TAREAS Y EJERCICIOS —
**A.** Enumera, sin repetir ninguno, los verbos en infinitivo que aparecen en el fragmento sobre los disparates al hablar, escritos tal como figuran allí.
**B.** Retoma el fragmento sobre los disparates al hablar y continúalo a partir de su última frase.

FRAGMENTO DADO —

------

Hablar es un ejercicio peligroso. La honradez puede ayudarte a no decir mentiras, pero no te salva de la posibilidad siempre amenazante de decir tonterías. Por eso repetimos que en boca cerrada no entran moscas, invitando al silencio. Pero a veces no son las ganas propias de hablar las que te dejan con la boca abierta, sino las palabras de los otros. Hay frases que parecen un pie de foto carnavalesco para el espectáculo del mundo.

Obligada a hablar, incluso la gente más apreciable dice algunos disparates. El presidente Lula quiso mostrar esta semana su solidaridad y la de Brasil ante la catástrofe de Chile. Al pie de las ruinas hizo la siguiente declaración: "Chile no merecía una catástrofe como ésta, y menos las víctimas, pero como no tenemos control sobre el planeta, es Dios quien determina algunas cosas con las que tenemos que aprender a convivir".

------

LÍNEAS DE DATOS —
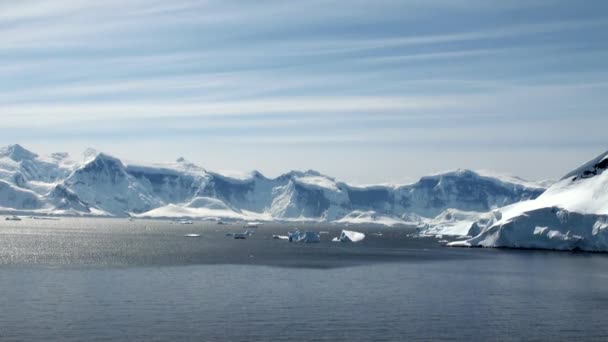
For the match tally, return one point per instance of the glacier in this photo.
(571, 215)
(99, 184)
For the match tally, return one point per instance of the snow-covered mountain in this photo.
(99, 184)
(571, 214)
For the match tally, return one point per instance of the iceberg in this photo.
(571, 215)
(349, 236)
(306, 237)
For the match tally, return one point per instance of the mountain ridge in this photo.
(101, 184)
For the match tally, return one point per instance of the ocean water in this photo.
(115, 280)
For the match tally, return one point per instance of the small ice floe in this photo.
(349, 236)
(240, 236)
(306, 237)
(250, 225)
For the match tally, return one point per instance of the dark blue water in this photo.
(77, 280)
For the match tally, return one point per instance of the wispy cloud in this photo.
(397, 75)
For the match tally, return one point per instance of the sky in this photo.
(379, 91)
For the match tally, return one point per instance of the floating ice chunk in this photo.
(350, 236)
(306, 237)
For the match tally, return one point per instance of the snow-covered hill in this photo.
(99, 184)
(571, 214)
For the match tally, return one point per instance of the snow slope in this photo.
(571, 214)
(100, 184)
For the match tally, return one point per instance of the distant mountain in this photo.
(99, 184)
(571, 214)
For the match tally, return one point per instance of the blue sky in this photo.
(366, 91)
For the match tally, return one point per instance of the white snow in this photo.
(571, 214)
(350, 236)
(370, 217)
(318, 181)
(306, 237)
(99, 184)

------

RESULTADOS POR TAREA —
**A.** hablar, ayudarte, decir, mostrar, aprender, convivir

**B.**
¿Qué estaba diciendo el mandatario brasileño? ¿Qué otras víctimas y otros países, por ejemplo Haití, sí merecen una catástrofe? Todos sabemos que los latigazos naturales, en forma de terremoto, huracán o diluvio, se ceban con la debilidad de los países pobres. Pero sospechar que los países pobres se lo merecen raya en una imprudencia macabra, que ni siquiera sirve para calmar la mala conciencia de los países ricos, responsables con mucha frecuencia de la fragilidad de los cimientos sobre los que sobrevive la miseria.

La mansa y sufrida alusión a Dios tampoco es muy feliz. Asombra a los no creyentes que en el siglo XXI se confundan todavía las leyes de la naturaleza con la voluntad divina, y supongo que a los creyentes les incomodará también la imagen de un Dios colérico, causante original de las catástrofes. Ni a unos ni a otros, salvo a los más fundamentalistas, entre los que no se encuentra por suerte Lula, les divertirá volver al Dios justiciero que provocó el terremoto de Lisboa, las plagas de Egipto o la traición del conde don Julián.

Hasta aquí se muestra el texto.